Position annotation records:
• • • • • • •

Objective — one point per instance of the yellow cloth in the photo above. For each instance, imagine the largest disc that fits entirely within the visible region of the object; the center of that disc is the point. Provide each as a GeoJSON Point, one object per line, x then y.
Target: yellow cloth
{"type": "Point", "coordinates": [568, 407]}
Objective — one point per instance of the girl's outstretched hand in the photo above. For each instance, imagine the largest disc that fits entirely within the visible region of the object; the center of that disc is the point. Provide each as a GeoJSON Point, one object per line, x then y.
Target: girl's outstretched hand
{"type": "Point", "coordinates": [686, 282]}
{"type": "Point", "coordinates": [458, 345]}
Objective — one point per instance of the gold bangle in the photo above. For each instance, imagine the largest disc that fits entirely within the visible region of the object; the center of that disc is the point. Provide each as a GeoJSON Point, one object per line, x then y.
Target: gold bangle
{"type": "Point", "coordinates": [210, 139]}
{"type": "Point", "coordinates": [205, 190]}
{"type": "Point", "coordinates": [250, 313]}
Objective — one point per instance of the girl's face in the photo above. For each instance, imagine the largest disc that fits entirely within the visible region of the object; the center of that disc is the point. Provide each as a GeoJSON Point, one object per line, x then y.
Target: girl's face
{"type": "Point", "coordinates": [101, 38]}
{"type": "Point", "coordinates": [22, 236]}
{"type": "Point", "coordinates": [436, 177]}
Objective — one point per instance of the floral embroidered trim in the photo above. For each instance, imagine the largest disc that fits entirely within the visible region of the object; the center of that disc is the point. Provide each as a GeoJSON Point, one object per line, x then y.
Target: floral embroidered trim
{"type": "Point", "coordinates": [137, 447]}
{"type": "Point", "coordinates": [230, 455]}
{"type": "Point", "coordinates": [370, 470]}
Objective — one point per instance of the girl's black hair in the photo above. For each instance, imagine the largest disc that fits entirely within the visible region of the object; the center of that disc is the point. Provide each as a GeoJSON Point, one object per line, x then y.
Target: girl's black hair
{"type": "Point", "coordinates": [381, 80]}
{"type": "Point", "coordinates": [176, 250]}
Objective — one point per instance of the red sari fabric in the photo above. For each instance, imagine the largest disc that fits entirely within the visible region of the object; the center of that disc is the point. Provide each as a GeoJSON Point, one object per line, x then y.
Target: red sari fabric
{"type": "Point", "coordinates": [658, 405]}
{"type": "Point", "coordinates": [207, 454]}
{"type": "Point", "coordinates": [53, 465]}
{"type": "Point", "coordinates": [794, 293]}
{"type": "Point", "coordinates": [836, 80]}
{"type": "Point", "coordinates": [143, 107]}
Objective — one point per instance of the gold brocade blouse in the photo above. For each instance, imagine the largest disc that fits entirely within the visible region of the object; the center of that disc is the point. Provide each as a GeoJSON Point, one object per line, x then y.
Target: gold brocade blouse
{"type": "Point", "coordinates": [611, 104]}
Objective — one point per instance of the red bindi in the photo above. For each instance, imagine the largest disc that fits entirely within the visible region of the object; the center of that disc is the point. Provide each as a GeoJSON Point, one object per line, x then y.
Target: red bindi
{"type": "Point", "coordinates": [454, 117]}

• • • • • • •

Please put the records from the line containing "Objective — one point per instance of the gold brocade" through the end of the records into a two-column CSV with the headers text and answer. Give one row per record, with each field quoted and any line breaks replaced by spaces.

text,answer
"Objective — one point per instance of the gold brocade blouse in the photo above. For each instance, imagine the largest disc that fits entirely within the visible region of the object; the center of that disc is the point. Provide each as a GeoJSON Point, one object per line, x then y. Target: gold brocade blouse","{""type"": ""Point"", ""coordinates"": [611, 104]}"
"Objective — one point per instance of the red bindi in the photo above. For each instance, imagine the largest disc that fits entirely within the visible region of the object; the center of that disc is the point. Provide each as a GeoJSON Point, one object per line, x then y. Target: red bindi","{""type"": ""Point"", ""coordinates"": [454, 117]}"